- Opening Delimiter -
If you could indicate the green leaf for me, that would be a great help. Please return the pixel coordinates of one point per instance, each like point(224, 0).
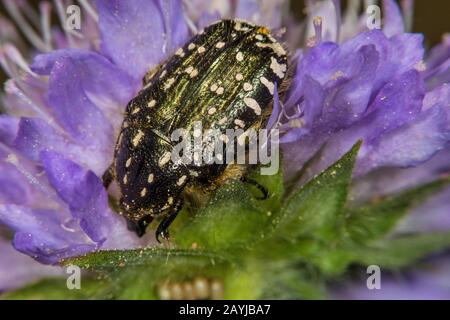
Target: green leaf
point(167, 259)
point(234, 218)
point(317, 209)
point(402, 251)
point(374, 220)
- Closing Delimiter -
**ACTIVITY**
Give every entry again verbatim, with no pictures.

**FINAL ANSWER**
If you could indicate the green leaf for me, that would be a great help. Please return the pixel coordinates of one point per instance, each like point(224, 0).
Target: green leaf
point(167, 259)
point(234, 218)
point(317, 209)
point(402, 251)
point(374, 220)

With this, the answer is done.